[TASK TO CARRY OUT]
Decide whether each statement below agrees with the tribute to Lord Radice. Answer yes or no for each, and quote the words of the tribute that settle it.
(a) When Radice and Sir Patrick Cormack started the Parliamentary Fellowship, both were members of the House of Commons.
(b) Radice joined the new Social Democratic Party that several of his parliamentary friends formed.
(c) Radice published The New Germans while he held his College Fellowship.

[EXTRACTED TEXT]
========================================

Tribute to Lord Radice, Founding Visiting Parliamentary Fellow

Emeritus Fellow Archie Brown remembers Lord Giles Radice (4 October 1936 – 15 August 2022), who was a founding Visiting Parliamentary Fellow at St Antony’s:

Giles (Lord) Radice – who died on 25 August at the age of 85 – was, along with his Conservative counterpart, Sir Patrick Cormack, one of the first two Visiting Parliamentary Fellows at St Antony’s. Although both of them were later to become peers, at the time when they got the Parliamentary Fellowship off to a splendid start in the 1994-95 academic year, they were in the House of Commons.

Giles was on the centre-right of the Labour Party, and he published an influential pamphlet in 1992 called ‘Southern Discomfort’, with proposals for change in Labour policy to make it more attractive to voters in the South of England. (Now is perhaps the time for a pamphlet on ‘Northern Discomfort’, for Labour has made gains in the south, but has lost support, since the time when Radice was writing, in the north of England and, calamitously so, in Scotland, currently dominated by the Scottish National Party.)  As George (Lord) Robertson made clear in a warm tribute, Radice was a Labour loyalist who tried to dissuade several of his parliamentary friends from forming a new Social Democratic Party, and he firmly resisted their blandishments to join them.

Giles admitted that, as a very active MP, it was not easy to make time for visits to St Antony’s, though he also said he found his College attachment stimulating and intellectually productive. He was a conscientious Parliamentary Fellow and always an interesting person to engage in discussion. As both a reflective politician (and author of numerous books) and a very practical one, he made a notable contribution to the life of the College. The parliamentary seminar programme in Trinity Term 1975 on ‘Accountability in British Politics’ got the series, which has continued annually ever since, off to a very good start. In addition to his role as a co-convenor of those seminars, Giles had several discussion meetings with St Antony’s graduate students (as did Patrick Cormack), and he invited two groups of students from the College to the House of Commons. He also took part in a roundtable discussion in the European Studies Centre on ‘Germany 50 years after the Stunde Null’. During his College Fellowship, he published his book, The New Germans, in April 1995.

Giles and his wife, Lisanne Radice, were excellent company, their pungent views leavened by a great sense of humour. Giles, who latterly suffered from cancer, will be greatly missed, and our sincere condolences are extended to Lisanne.

========================================

[PROVIDED DATA]
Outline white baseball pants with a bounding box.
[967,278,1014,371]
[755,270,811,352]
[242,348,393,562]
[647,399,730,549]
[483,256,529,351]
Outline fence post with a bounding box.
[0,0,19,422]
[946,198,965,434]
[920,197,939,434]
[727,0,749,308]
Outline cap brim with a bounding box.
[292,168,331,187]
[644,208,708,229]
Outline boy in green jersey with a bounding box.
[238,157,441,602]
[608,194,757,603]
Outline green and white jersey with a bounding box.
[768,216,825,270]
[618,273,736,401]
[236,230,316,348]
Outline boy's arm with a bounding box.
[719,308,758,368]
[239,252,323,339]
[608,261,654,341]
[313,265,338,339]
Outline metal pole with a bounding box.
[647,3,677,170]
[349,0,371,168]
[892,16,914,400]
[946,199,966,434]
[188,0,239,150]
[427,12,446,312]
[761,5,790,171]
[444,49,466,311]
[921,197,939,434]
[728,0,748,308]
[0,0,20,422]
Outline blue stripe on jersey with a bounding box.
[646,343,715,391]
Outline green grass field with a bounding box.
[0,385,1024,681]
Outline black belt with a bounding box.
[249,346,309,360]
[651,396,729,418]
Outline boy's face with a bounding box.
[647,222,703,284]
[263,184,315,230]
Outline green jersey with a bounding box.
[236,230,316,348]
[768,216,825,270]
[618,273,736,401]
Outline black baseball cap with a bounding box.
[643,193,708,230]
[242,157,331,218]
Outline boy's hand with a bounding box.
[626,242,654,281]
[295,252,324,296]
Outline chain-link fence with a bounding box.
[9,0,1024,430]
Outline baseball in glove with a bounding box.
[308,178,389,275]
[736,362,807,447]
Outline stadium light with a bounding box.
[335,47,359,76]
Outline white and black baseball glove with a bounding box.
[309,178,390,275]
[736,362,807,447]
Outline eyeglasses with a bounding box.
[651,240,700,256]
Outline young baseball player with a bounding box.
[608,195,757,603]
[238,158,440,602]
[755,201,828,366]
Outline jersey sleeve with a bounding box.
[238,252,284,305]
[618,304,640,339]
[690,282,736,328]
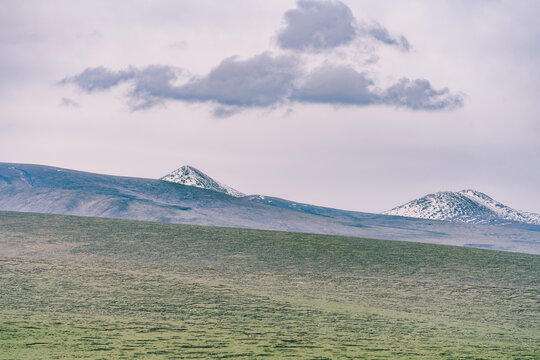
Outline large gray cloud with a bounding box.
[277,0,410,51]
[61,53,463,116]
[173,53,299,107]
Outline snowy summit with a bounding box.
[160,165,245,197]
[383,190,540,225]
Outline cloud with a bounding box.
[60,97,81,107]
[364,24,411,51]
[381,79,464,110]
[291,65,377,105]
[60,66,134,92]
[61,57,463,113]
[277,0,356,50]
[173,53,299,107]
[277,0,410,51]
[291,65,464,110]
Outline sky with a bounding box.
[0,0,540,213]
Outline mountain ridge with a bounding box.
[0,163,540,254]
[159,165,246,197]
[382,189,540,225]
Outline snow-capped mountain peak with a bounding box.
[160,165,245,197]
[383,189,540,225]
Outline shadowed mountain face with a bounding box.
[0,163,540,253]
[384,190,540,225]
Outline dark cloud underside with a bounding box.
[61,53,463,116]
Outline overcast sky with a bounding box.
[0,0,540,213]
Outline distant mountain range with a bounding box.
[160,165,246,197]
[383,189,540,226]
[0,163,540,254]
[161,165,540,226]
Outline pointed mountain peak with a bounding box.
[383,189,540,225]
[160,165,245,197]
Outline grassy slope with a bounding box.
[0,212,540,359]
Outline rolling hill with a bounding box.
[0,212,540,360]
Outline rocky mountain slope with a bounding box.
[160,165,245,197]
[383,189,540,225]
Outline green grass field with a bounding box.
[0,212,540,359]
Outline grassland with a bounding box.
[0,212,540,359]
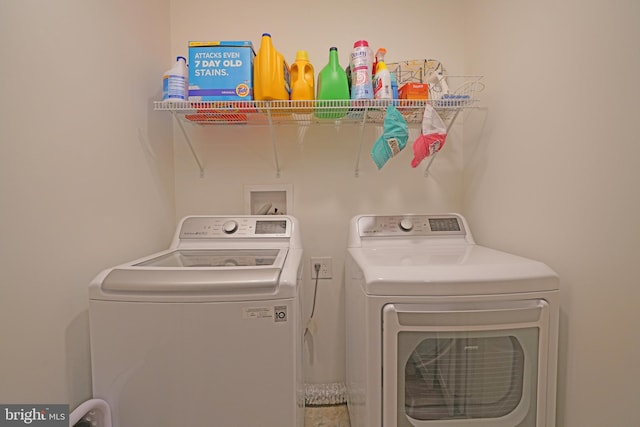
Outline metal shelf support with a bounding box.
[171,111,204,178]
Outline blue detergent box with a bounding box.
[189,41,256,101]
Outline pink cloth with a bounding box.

========================================

[EXERCISE ANSWER]
(a) Yes: "at the time when they got the Parliamentary Fellowship off to a splendid start in the 1994-95 academic year, they were in the House of Commons."
(b) No: "he firmly resisted their blandishments to join them."
(c) Yes: "During his College Fellowship, he published his book, The New Germans, in April 1995."